§ Stated task
Collect every line of the listing below that contains the word "wooden". Case counts.

§ Data records
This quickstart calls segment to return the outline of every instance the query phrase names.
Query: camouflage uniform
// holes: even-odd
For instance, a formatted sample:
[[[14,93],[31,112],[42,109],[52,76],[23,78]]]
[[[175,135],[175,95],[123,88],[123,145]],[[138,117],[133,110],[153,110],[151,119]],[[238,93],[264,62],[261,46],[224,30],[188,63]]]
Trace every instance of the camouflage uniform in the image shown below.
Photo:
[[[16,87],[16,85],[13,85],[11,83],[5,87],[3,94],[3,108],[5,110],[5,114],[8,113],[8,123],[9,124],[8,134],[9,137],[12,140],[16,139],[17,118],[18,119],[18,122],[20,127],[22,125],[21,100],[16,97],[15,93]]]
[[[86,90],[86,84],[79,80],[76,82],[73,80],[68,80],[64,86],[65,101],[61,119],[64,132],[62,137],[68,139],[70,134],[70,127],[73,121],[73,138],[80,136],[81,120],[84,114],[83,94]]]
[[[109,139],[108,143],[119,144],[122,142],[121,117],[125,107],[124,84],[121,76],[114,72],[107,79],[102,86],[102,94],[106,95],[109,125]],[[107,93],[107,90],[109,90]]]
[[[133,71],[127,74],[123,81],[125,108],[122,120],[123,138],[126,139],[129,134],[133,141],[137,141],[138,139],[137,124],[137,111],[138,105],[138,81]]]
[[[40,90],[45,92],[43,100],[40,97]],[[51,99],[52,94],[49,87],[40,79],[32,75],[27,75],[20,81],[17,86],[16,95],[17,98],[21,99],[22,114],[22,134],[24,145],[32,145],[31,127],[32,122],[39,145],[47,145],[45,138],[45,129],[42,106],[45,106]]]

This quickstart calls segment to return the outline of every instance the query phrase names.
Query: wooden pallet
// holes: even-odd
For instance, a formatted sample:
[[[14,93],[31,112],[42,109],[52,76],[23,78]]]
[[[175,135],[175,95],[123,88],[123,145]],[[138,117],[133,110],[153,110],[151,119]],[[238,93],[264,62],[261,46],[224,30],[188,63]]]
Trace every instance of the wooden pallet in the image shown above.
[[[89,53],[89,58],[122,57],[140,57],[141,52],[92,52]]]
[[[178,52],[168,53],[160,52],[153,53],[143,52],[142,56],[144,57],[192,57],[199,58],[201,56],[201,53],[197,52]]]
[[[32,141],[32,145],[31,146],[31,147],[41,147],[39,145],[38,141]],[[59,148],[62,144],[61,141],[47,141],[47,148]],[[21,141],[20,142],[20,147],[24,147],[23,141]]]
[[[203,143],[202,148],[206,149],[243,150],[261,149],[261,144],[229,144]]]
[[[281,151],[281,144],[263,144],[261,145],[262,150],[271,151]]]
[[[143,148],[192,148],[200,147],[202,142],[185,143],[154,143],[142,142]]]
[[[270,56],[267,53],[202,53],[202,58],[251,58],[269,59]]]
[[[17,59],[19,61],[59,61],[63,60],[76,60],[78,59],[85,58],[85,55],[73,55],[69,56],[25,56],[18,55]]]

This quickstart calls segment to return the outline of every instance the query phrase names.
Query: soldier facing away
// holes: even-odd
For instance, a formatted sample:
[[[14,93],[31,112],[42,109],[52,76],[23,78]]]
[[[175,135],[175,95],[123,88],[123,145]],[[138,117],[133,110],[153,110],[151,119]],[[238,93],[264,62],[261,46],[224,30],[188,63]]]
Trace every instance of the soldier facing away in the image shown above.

---

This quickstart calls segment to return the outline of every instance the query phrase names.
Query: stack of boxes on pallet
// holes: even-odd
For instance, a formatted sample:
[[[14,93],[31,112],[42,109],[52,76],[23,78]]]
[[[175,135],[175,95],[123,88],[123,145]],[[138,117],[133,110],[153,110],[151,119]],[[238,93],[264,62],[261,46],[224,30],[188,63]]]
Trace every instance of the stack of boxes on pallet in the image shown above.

§ Expected answer
Query: wooden pallet
Trace every instance of the wooden pallet in the image shown above.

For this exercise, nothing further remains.